● **Goal of the exercise**:
Which lines of the material below contain the word "Target"? Copy each of them in full.

---

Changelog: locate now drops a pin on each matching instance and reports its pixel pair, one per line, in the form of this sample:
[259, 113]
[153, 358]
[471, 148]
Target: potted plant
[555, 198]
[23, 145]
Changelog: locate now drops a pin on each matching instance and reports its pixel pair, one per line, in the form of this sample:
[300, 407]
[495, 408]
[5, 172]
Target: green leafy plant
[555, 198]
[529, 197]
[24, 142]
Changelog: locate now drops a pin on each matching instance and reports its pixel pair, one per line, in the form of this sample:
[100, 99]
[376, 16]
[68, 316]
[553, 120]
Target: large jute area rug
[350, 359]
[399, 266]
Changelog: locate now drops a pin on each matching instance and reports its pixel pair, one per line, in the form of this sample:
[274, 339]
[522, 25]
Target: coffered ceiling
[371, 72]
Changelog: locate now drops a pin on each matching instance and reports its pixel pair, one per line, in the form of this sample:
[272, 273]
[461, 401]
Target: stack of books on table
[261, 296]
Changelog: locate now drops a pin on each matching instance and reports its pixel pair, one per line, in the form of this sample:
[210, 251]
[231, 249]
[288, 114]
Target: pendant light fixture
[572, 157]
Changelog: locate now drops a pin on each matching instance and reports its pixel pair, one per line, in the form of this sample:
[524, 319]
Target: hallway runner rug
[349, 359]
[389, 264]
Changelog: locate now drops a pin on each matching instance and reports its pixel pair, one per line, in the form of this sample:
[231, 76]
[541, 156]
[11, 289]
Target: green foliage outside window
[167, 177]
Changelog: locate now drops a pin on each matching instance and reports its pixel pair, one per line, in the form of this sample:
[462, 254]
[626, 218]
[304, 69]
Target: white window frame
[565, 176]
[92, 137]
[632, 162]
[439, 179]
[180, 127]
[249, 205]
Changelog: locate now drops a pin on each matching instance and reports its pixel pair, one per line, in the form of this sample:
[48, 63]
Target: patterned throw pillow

---

● **Exercise result**:
Target: potted plant
Target: green leafy plant
Target: large jute area rug
Target: coffered ceiling
Target: stack of books on table
Target: pendant light fixture
Target: hallway runner rug
Target: green foliage outside window
Target: white window frame
Target: patterned throw pillow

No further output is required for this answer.